**TRECHO DO TEXTO:**
Ocorre que a miséria do presente, lugar de onde Alexandre e Cesária falam – ou enunciam a história –, contrasta com o enunciado de suas memórias fantásticas, revelando, além da falência da propriedade rural escravista (simbolizada pela “mala de couro cru onde seu Libório se sentava”), também o que podemos chamar de “compensações” da pobreza, conforme bem assinala Osman Lins:
Temos, assim, nestes relatos, dois níveis bem nítidos e que se opõem com clareza: o nível do real – uma realidade que não está muito longe da encontrada em Vidas secas – […] e o do sonho, feito de compensações, no qual o real é superado e, por contraste, salientado (1982).

Cabe lembrar que tal arranjo não é novidade na obra de Graciliano Ramos. Na crônica “Alguns tipos sem importância”, em que revela a origem de seus romances, o autor conta como construiu o protagonista do romance Angústia, Luís da Silva, em situação quase idêntica: “Localizei esse tipo na capital, fiz dele um pequeno funcionário, último galho de uma família rural estragada […]” (2005). Luís da Silva também é um nostálgico dos tempos do avô, proprietário rural escravista, que fora à ruína com o fim dos trabalhos forçados em 1888. Mais tarde, inclusive, Graciliano lamentaria ter-se arriscado a descrever a “decadência da família rural, a ruína da burguesia, a imprensa corrupta”, lamenta ter-se atrevido a estudar a loucura e o crime porque ninguém tratou disso no seu livro, reduzindo-o a “um drama sentimental e besta”.

**REGISTROS EXTRAÍDOS:**
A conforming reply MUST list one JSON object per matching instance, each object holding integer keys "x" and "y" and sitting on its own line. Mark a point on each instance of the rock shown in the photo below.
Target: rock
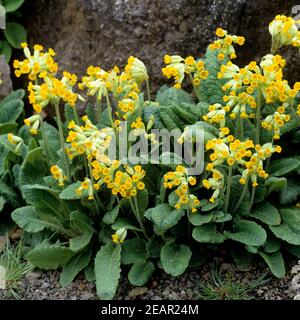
{"x": 138, "y": 291}
{"x": 87, "y": 296}
{"x": 33, "y": 275}
{"x": 107, "y": 32}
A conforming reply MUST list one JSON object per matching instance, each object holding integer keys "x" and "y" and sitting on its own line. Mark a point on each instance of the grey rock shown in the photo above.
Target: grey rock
{"x": 107, "y": 32}
{"x": 33, "y": 275}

**REQUISITO A:**
Liste todos os nomes de pessoas e personagens que aparecem no trecho sobre Graciliano Ramos.
**REQUISITO B:**
Por favor, escreva a continuação do trecho sobre Graciliano Ramos a partir da última frase.
Os registros não têm relação com o trecho sobre Graciliano Ramos.

**RESPOSTA DO EXERCÍCIO A:**
Alexandre, Cesária, seu Libório, Osman Lins, Graciliano Ramos, Luís da Silva

**RESPOSTA DO EXERCÍCIO B:**
Ainda que as Histórias de Alexandre tenham sido escritas para um público jovem, elas não devem ser subestimadas ou reduzidas a mero folclore regionalista, pois fixam também o fenômeno histórico da vida política e cultural brasileira colonial que sobreviveu no Império e, pelo boca a boca ou nas entrelinhas da nossa literatura, alcançou o período republicano. Aliás, Alfredo Bosi, a esse respeito, assinala que, entre “os caracteres mais ostensivos” do período colonial, estão “o culto da aparência e do medalhão” (2015).
Portanto, um livro como Histórias de Alexandre pode ser entendido também como etapa de preparação do leitor jovem para o enfrentamento do universo sertanejo do autor e para seus livros de mais fôlego e profundidade, como Angústia e Vidas secas.